+++ DATA SUPPLIED +++

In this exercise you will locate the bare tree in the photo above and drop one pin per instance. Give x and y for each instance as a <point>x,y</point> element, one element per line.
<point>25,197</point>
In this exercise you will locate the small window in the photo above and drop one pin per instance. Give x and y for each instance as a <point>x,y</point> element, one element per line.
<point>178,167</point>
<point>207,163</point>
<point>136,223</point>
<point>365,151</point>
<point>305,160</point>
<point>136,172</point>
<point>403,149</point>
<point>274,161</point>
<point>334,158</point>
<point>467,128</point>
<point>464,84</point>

+++
+++ DATA SUPPLIED +++

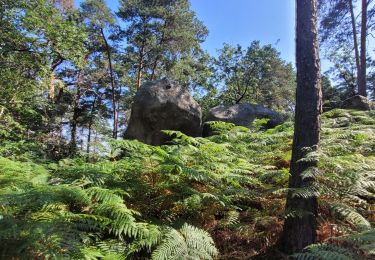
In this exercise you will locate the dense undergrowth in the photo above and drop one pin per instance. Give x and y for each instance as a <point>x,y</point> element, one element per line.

+++

▶ [STATED EXERCISE]:
Reproduce the records verbatim, from the line containing "In this exercise you will locate the bare" up to and including the line containing "<point>25,197</point>".

▶ [THE RESULT]:
In this exercise you will locate the bare tree in the photo above and drop one pin per instance. Give x and y for each instance as a <point>x,y</point> element, one element per line.
<point>25,197</point>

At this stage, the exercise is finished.